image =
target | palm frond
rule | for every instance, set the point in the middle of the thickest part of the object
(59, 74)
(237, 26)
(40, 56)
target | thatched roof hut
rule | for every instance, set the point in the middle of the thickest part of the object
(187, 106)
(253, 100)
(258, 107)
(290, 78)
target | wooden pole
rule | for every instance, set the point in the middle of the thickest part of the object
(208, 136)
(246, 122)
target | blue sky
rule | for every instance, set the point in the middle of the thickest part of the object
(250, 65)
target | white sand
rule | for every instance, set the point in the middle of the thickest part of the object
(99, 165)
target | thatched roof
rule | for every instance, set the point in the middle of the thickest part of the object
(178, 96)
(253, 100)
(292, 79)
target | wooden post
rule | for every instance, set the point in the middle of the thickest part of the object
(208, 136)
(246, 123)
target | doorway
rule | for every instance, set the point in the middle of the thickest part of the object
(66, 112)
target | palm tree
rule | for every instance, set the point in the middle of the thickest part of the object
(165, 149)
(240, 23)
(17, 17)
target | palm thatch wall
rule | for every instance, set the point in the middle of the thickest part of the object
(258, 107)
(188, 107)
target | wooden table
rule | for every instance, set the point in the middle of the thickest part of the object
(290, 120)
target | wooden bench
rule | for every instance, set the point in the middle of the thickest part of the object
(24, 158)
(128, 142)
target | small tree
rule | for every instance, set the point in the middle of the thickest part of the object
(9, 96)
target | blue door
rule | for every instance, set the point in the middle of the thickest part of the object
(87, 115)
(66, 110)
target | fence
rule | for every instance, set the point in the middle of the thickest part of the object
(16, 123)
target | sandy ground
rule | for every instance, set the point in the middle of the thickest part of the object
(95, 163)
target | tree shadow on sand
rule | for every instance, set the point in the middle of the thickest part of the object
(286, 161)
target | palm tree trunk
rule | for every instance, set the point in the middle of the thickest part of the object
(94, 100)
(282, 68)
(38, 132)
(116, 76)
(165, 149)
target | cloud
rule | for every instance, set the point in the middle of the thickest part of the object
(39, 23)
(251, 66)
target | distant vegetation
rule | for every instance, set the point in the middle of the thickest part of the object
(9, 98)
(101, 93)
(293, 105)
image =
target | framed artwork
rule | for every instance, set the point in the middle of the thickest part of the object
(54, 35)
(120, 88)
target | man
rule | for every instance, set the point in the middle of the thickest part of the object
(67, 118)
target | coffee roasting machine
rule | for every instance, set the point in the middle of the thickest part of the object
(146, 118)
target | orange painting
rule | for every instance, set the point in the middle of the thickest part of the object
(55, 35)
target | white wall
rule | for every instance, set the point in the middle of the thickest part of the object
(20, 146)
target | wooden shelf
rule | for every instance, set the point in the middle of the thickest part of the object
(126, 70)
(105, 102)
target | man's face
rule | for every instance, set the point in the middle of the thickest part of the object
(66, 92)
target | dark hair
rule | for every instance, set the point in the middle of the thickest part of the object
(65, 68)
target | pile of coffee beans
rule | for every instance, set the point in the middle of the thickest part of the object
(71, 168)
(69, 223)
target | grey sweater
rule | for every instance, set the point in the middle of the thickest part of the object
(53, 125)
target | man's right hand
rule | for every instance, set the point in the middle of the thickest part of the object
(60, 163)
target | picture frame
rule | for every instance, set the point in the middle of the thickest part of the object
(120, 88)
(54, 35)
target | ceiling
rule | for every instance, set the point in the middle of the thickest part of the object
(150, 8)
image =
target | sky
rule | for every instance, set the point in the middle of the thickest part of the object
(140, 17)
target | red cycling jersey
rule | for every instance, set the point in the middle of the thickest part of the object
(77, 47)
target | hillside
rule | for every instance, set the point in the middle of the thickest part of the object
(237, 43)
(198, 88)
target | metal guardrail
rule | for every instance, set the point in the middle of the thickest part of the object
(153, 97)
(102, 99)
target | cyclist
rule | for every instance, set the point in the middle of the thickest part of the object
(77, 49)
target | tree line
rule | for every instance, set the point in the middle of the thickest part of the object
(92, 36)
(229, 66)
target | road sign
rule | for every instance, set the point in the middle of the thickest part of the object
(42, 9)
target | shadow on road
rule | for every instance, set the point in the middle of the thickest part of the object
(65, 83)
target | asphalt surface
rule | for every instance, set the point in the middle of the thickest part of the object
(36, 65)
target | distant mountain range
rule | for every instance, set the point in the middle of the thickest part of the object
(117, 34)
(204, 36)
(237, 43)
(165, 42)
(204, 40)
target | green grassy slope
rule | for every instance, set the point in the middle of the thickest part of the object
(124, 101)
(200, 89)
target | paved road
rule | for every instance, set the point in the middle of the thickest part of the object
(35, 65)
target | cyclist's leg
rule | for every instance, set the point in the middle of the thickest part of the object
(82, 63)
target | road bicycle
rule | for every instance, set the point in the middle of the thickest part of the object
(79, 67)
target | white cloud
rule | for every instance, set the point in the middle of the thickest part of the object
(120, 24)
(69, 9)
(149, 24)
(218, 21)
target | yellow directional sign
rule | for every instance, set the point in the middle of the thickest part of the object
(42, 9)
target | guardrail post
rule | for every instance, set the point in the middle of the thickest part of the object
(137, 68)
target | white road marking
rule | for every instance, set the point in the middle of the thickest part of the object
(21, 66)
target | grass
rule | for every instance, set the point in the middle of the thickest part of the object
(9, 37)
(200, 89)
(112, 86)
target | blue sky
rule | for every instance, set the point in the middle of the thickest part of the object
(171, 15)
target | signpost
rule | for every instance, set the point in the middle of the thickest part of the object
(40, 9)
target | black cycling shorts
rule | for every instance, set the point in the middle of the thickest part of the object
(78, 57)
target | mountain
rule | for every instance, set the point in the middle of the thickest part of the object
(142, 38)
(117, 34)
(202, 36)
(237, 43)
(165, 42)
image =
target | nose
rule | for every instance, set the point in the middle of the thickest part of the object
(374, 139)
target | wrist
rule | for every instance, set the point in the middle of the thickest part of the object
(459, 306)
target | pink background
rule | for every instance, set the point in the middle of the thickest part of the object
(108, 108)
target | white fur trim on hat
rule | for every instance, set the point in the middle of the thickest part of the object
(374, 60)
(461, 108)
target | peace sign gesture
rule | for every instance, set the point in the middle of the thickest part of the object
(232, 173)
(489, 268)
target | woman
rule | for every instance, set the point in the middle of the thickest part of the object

## Brief:
Above are the lines; repeat exactly the ones from the line containing "target | tree shadow on sand" down to the line containing "target | orange painting", both inclusive.

## Exercise response:
target | tree shadow on sand
rule | for every instance, set the point in the middle of the thickest part of the object
(286, 161)
target | palm tree trunk
rule | for every instance, set the point in the middle of the thickest part of the object
(94, 100)
(282, 68)
(38, 132)
(116, 76)
(165, 149)
target | cloud
rule | for every instance, set the point in the middle of the thickest part of the object
(39, 23)
(251, 66)
target | distant vegetation
rule | for every instance, set the point in the middle of the thickest part of the object
(9, 98)
(101, 93)
(293, 105)
image =
target | framed artwork
rule | for every instance, set the point in the middle of the thickest part of the object
(54, 35)
(120, 88)
target | man
rule | for every instance, set the point in the middle of the thickest part of the object
(67, 118)
target | coffee roasting machine
rule | for every instance, set the point in the middle of the thickest part of the object
(146, 118)
target | orange painting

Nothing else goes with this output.